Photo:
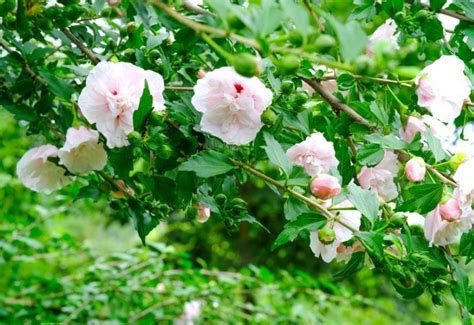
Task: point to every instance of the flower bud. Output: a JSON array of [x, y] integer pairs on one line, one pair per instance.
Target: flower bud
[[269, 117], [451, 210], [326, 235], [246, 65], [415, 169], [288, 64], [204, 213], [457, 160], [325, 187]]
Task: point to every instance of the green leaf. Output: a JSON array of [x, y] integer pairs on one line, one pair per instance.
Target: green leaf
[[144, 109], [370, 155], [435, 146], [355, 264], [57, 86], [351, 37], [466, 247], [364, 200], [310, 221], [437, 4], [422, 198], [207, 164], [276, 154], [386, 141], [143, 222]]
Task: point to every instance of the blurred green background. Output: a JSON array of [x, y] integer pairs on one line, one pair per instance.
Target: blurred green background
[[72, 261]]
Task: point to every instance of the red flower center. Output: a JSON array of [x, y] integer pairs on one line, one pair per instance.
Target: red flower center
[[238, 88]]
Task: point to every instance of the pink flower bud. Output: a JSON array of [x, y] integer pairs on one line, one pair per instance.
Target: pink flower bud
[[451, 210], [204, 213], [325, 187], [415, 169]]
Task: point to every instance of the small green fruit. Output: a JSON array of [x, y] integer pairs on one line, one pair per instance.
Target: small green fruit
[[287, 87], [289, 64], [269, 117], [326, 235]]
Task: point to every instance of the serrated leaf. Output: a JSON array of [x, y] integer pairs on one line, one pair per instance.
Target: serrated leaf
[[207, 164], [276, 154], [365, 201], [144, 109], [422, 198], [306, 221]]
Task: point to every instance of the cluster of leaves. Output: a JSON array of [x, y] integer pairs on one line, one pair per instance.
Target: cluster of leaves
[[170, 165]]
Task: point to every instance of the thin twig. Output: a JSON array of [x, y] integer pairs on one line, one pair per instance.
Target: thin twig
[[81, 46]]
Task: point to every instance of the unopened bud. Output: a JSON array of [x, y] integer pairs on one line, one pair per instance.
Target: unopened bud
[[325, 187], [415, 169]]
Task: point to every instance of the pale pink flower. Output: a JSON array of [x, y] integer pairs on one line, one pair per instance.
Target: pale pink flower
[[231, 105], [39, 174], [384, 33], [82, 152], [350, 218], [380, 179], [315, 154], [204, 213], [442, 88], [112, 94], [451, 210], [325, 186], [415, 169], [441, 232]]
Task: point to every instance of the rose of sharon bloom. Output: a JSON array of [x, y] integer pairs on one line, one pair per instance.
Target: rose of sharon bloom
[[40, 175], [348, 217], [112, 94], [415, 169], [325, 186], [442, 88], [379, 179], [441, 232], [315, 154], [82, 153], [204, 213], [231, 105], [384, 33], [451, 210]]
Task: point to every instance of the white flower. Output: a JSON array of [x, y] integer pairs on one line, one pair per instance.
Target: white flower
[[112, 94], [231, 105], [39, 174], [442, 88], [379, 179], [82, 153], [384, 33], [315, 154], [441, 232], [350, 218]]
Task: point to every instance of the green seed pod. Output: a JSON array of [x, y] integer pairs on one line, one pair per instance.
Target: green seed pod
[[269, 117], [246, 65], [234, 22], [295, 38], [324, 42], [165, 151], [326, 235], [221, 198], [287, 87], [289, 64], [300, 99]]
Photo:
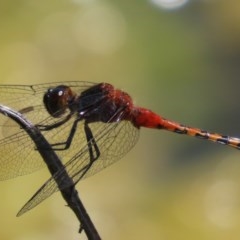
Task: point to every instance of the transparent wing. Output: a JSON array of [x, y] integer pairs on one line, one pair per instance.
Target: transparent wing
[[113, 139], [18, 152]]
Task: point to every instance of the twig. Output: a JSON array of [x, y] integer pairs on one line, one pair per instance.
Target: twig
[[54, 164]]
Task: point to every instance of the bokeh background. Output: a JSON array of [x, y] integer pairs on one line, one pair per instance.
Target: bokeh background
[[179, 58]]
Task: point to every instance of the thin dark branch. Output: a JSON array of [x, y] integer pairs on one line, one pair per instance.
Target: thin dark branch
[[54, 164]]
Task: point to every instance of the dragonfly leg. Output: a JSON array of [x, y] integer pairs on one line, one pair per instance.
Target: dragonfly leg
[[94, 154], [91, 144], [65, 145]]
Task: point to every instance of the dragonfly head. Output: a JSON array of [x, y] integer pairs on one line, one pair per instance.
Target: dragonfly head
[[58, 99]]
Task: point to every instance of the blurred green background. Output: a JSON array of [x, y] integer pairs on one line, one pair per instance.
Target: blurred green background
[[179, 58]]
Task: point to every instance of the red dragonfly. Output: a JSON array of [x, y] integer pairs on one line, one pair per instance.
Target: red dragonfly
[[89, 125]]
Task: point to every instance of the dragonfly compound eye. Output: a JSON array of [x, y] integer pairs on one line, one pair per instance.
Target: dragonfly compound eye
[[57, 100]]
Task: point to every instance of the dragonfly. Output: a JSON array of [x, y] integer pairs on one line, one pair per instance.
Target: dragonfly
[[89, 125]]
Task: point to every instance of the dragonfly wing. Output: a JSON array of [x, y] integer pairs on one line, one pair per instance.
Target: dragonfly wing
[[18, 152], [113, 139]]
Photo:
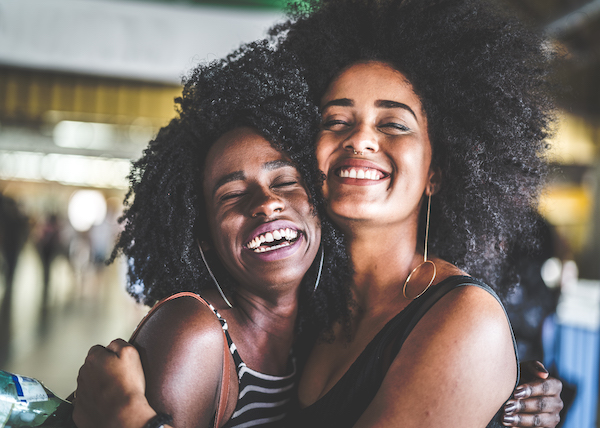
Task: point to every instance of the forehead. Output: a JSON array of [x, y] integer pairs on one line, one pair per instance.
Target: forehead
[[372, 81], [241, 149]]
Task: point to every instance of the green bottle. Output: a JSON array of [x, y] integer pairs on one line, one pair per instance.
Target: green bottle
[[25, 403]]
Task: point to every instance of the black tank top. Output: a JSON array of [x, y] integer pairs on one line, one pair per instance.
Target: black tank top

■ ■ ■ ■ ■ ■ ■

--- EXERCISE DETAILS ---
Copy all of the entries above word for word, leaving out the pictures.

--- RESULT OF THE EXERCISE ---
Photo:
Task: point to every instance of the flower bud. Output: a JSON array of [x, y] integer pairs on one line, one pair per instance.
Target: flower bud
[[269, 117], [451, 210], [326, 235], [246, 65], [415, 169], [288, 64], [204, 213], [457, 160], [325, 187]]
Task: point to every instance of the green leaf. Output: a JSON array of [x, y] integer pairs on one line, one pair per instance.
Target: green leaf
[[144, 109], [370, 155], [435, 146], [355, 264], [57, 86], [351, 37], [466, 247], [364, 200], [310, 221], [437, 4], [422, 198], [207, 164], [276, 154], [386, 141], [143, 222]]
Task: point to every instance of the blurred green background. Output: a JSON array of [x, y] integer pairs on one line, one pair per instance.
Target: blurred green background
[[72, 261]]
Task: point to every instance of the red flower center. Output: a JSON array of [x, y] integer pairs on one line, one pair per instance.
Target: red flower center
[[238, 88]]
Task: point to every instance of the pink flower bud. Output: a JSON array of [x, y] integer pairs on one line, one pair per instance.
Target: pink flower bud
[[451, 210], [204, 213], [325, 187], [415, 169]]
Task: point to every instance of the small green fruit. Output: a JSON array of [x, y] integer pairs on one line, one pair per instance.
Target: small green fruit
[[287, 87], [289, 64], [269, 117], [326, 235]]
Task: point to every instance of the serrated leaf. Output: a JSON array of [x, y] integer pairs on one line, one pair per instance.
Target: serrated leaf
[[207, 164], [276, 154], [365, 201], [144, 109], [422, 198], [306, 221]]
Task: point to every instance of the cluster of leaves. Output: a JSON array of [x, y] integer pairs on one line, one pair per instance.
Target: cluster of leaves
[[170, 165]]
Task: point to every instance of the thin twig. Output: a JSON array of [x, y] integer pairs on one line, one pair per instance.
Target: thin twig
[[81, 46]]
Task: point to every instance of the unopened bud. Output: a JSON array of [x, y] integer pairs on one line, one pair per instance.
Target: unopened bud
[[325, 187], [415, 169]]
Task: point to every instance of the pale pink flower. Output: a JSON array of [x, y] integer pairs on one line, one pair per instance.
Target: pale pink flower
[[231, 105], [39, 174], [384, 33], [82, 152], [350, 218], [380, 179], [315, 154], [204, 213], [442, 88], [112, 94], [451, 210], [325, 186], [415, 169], [441, 232]]
Task: point to every instance of the rose of sharon bloom. Output: a JSON array of [x, y] integer pairs on one line, one pair per instance.
Target: rose of sharon bloom
[[40, 175], [348, 217], [112, 94], [415, 169], [325, 186], [442, 88], [379, 179], [441, 232], [315, 154], [82, 153], [204, 213], [231, 105], [384, 33], [451, 210]]
Task: point to every instance of the white flower. Output: a JSON array of [x, y] integer pairs on one line, one pair per instance.
Target: white flower
[[112, 94], [231, 105], [39, 174], [442, 88], [379, 179], [82, 153], [384, 33], [315, 154], [441, 232], [350, 218]]
Task: point to every instance of the green seed pod. Output: a JSON array of [x, y] integer pairs on one line, one pair per instance.
Target: green seed pod
[[269, 117], [246, 65], [234, 22], [295, 38], [324, 42], [165, 151], [326, 235], [221, 198], [287, 87], [289, 64], [300, 99]]
Photo:
Task: point to every instance of the transparent wing. Output: a JSON array of [x, y] integer pairs on one line, one pair per instance.
Target: transparent wing
[[113, 139], [18, 152]]
Task: point to every instance of the twig. Output: a JSON array of [x, y] integer pairs on one line, one pair per instance.
Target: twig
[[54, 164]]
Task: point to every instance of the bokeh background. Output: a JSON array of [x, y] integer pairs on one line, one pair per instance.
Target: bokeh background
[[179, 58]]
Task: point to every instance of the thin dark branch. Output: a JSON array of [x, y] integer pairs on one line, one pair per instance.
Target: thin dark branch
[[54, 164]]
Task: point to every instance of the dragonfly leg. Output: a JSON array of [x, y] integer pairs on one line, one pair per instance.
Target: dragonfly leg
[[94, 154], [91, 144], [65, 145]]
Task: point to every instance of the dragonfly head. Output: a JSON array of [x, y] integer pairs on one line, one pair per instance.
Target: dragonfly head
[[58, 99]]
Task: point to every instance of the blurred green background. Output: a JSON array of [x, y] integer pairs on one line, one pair per instance.
Target: blurred green background
[[179, 58]]
Task: point to every instance of the red dragonfly. Output: a JSON array of [x, y] integer pairs on one line, one pair per instance.
Target: red dragonfly
[[89, 125]]
Task: point to every instance of the dragonfly compound eye. Output: a JSON array of [x, y] integer pairs on one line, one pair per instance.
Target: dragonfly compound eye
[[57, 100]]
Task: point to every instance of the dragonfly. Output: a JSON array of [x, y] integer pairs on one line, one pair per instance.
Target: dragonfly
[[89, 125]]
Task: point to every instance of the dragonfly wing. Output: a JSON array of [x, y] integer pairs on one line, one pair per instance.
Target: dragonfly wing
[[18, 152], [113, 139]]
Photo:
Task: point to every instance of the forehead. Output: a JSON array of [x, y] integer pairs on one line, one pair per instance.
Target: forehead
[[372, 81], [241, 149]]
Task: point to every instance of the green bottle. Output: a JSON array of [x, y] integer pairs on one line, one pair per instance.
Target: green bottle
[[25, 403]]
Task: point to every instance of the black tank top. Output: a JSON array of [x, y] integer pairs on one line, one pair per instance.
Target: black tank top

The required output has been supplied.